§ To do: Rewrite only the stretch from the line containing "As a warehouse robot's perception module, locate wet" through the end of the items, with every "perception module" changed to "vision system" and nothing else altered.

....................

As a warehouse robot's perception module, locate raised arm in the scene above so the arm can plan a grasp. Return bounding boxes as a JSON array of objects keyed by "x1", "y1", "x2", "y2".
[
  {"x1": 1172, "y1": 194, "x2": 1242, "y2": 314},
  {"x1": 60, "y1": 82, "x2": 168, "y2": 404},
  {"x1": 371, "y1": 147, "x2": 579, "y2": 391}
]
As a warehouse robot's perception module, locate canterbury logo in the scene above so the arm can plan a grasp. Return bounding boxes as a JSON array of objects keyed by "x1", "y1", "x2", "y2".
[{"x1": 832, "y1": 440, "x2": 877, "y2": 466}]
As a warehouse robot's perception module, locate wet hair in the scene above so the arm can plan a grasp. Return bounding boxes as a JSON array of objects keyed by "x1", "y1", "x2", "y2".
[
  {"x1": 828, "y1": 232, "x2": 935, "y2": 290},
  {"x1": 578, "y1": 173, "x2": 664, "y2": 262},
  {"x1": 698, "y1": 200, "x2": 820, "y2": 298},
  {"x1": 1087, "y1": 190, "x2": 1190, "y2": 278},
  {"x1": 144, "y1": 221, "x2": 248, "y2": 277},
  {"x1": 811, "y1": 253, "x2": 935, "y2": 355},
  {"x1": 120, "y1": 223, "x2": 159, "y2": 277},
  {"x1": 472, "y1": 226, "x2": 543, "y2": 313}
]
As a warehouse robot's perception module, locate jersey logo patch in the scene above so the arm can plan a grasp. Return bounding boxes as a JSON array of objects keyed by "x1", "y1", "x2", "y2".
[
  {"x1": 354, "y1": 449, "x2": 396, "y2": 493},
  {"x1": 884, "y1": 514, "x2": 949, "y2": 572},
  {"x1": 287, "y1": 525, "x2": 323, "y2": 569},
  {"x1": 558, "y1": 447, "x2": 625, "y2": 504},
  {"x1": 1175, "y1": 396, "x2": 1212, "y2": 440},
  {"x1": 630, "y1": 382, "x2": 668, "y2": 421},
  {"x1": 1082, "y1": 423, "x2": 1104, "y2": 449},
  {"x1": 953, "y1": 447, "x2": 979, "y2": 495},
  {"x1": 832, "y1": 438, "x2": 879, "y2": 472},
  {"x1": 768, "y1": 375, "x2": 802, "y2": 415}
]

....................

§ Task response:
As a warehouse robot's vision system, locate wet hair in the scene above so the arm can plan a grasp. Return bounding boxes as a JSON array of objects keyed by "x1", "y1", "x2", "y2".
[
  {"x1": 828, "y1": 232, "x2": 935, "y2": 290},
  {"x1": 578, "y1": 173, "x2": 664, "y2": 262},
  {"x1": 698, "y1": 200, "x2": 820, "y2": 298},
  {"x1": 1087, "y1": 190, "x2": 1190, "y2": 278},
  {"x1": 144, "y1": 221, "x2": 248, "y2": 277},
  {"x1": 811, "y1": 253, "x2": 935, "y2": 355},
  {"x1": 120, "y1": 223, "x2": 159, "y2": 277},
  {"x1": 472, "y1": 226, "x2": 543, "y2": 313}
]
As a warehouse robot's vision system, locate jersey logo patch in the scene above so the arm can plan a grasp. Return bounding boxes as a JSON array of objects keyed by "x1", "y1", "x2", "y2".
[
  {"x1": 354, "y1": 449, "x2": 396, "y2": 493},
  {"x1": 884, "y1": 514, "x2": 949, "y2": 572},
  {"x1": 287, "y1": 525, "x2": 323, "y2": 569},
  {"x1": 558, "y1": 447, "x2": 625, "y2": 504},
  {"x1": 1175, "y1": 396, "x2": 1212, "y2": 440},
  {"x1": 630, "y1": 382, "x2": 668, "y2": 421},
  {"x1": 1082, "y1": 423, "x2": 1104, "y2": 449},
  {"x1": 953, "y1": 447, "x2": 979, "y2": 495},
  {"x1": 832, "y1": 438, "x2": 879, "y2": 472},
  {"x1": 768, "y1": 375, "x2": 802, "y2": 415}
]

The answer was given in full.